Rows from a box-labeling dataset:
(begin)
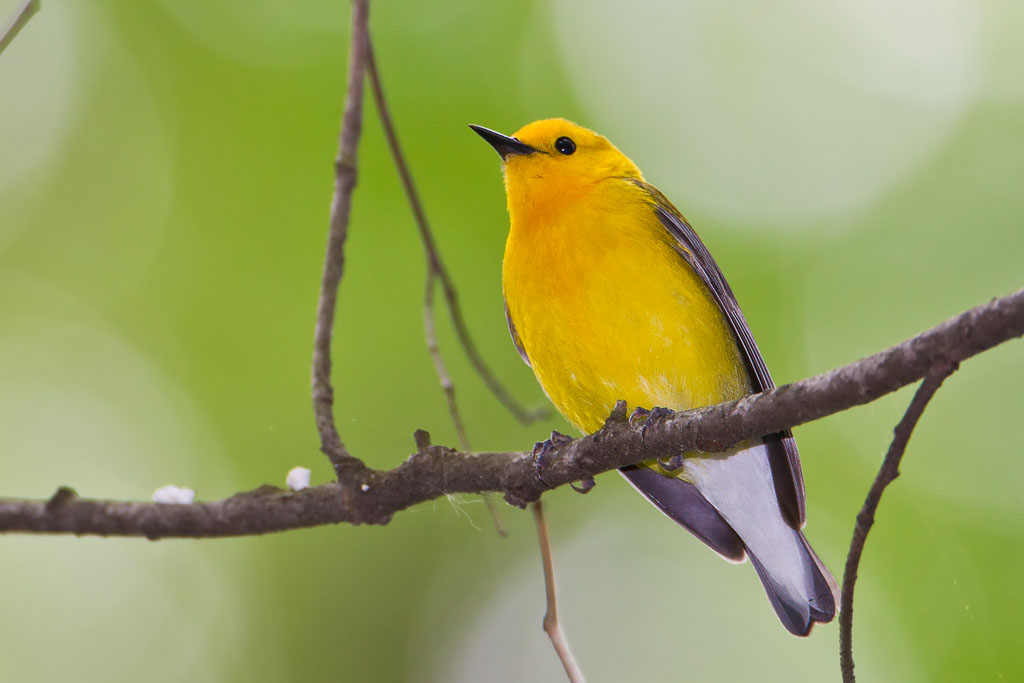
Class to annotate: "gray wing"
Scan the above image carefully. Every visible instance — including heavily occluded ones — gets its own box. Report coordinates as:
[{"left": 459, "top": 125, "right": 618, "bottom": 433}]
[{"left": 631, "top": 179, "right": 806, "bottom": 528}]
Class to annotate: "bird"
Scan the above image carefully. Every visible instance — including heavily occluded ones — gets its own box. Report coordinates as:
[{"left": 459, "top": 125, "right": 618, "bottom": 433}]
[{"left": 470, "top": 119, "right": 839, "bottom": 636}]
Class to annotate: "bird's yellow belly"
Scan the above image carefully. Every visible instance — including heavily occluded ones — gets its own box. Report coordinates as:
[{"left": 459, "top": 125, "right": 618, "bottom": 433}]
[{"left": 503, "top": 200, "right": 751, "bottom": 433}]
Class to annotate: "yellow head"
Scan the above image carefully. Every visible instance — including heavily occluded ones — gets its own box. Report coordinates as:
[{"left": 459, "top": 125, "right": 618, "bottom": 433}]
[{"left": 470, "top": 119, "right": 643, "bottom": 216}]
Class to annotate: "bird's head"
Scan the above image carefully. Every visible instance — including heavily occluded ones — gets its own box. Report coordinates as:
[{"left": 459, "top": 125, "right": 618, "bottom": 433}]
[{"left": 470, "top": 119, "right": 643, "bottom": 211}]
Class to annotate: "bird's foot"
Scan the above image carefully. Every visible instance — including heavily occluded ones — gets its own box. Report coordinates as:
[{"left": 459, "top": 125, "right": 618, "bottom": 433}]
[
  {"left": 569, "top": 477, "right": 597, "bottom": 494},
  {"left": 534, "top": 430, "right": 575, "bottom": 488},
  {"left": 657, "top": 455, "right": 683, "bottom": 472},
  {"left": 629, "top": 407, "right": 682, "bottom": 448}
]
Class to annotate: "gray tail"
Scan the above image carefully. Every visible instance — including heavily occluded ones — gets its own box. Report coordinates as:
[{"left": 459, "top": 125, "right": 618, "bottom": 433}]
[{"left": 622, "top": 444, "right": 839, "bottom": 636}]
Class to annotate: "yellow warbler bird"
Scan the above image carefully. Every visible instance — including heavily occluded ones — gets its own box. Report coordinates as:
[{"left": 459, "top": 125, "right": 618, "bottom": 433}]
[{"left": 471, "top": 119, "right": 838, "bottom": 636}]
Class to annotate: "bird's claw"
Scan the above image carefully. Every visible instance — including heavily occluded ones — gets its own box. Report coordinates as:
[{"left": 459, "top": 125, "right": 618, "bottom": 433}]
[
  {"left": 657, "top": 454, "right": 683, "bottom": 472},
  {"left": 532, "top": 430, "right": 573, "bottom": 490},
  {"left": 629, "top": 407, "right": 682, "bottom": 448},
  {"left": 569, "top": 477, "right": 597, "bottom": 494}
]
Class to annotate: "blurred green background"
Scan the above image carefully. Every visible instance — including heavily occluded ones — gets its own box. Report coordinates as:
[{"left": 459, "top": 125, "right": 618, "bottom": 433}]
[{"left": 0, "top": 0, "right": 1024, "bottom": 681}]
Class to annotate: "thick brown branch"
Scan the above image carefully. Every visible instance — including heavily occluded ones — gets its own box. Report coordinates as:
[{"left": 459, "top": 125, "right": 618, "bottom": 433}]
[
  {"left": 839, "top": 360, "right": 956, "bottom": 683},
  {"left": 0, "top": 290, "right": 1024, "bottom": 538},
  {"left": 312, "top": 0, "right": 370, "bottom": 480},
  {"left": 0, "top": 0, "right": 39, "bottom": 54}
]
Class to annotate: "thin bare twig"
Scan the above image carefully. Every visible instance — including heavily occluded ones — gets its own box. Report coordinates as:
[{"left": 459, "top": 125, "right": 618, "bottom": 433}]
[
  {"left": 0, "top": 290, "right": 1024, "bottom": 538},
  {"left": 839, "top": 360, "right": 957, "bottom": 683},
  {"left": 0, "top": 0, "right": 40, "bottom": 54},
  {"left": 367, "top": 37, "right": 549, "bottom": 424},
  {"left": 367, "top": 40, "right": 509, "bottom": 538},
  {"left": 531, "top": 501, "right": 586, "bottom": 683},
  {"left": 312, "top": 0, "right": 370, "bottom": 481}
]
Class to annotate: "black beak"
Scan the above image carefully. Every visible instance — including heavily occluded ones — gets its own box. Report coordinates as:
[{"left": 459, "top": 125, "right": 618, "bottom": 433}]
[{"left": 469, "top": 124, "right": 540, "bottom": 161}]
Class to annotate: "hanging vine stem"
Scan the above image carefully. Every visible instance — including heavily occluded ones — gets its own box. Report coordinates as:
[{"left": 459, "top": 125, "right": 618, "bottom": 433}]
[{"left": 839, "top": 358, "right": 957, "bottom": 683}]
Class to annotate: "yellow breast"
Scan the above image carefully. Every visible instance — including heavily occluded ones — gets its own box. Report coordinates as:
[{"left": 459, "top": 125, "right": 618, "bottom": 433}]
[{"left": 503, "top": 178, "right": 751, "bottom": 432}]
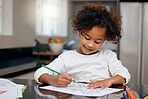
(end)
● **THE PROBLEM**: Count the lines in the records above that contain the string "head", treating uppercase and lowercase letters as different, and give only the number.

● **ANSWER TO THE EXERCISE**: 2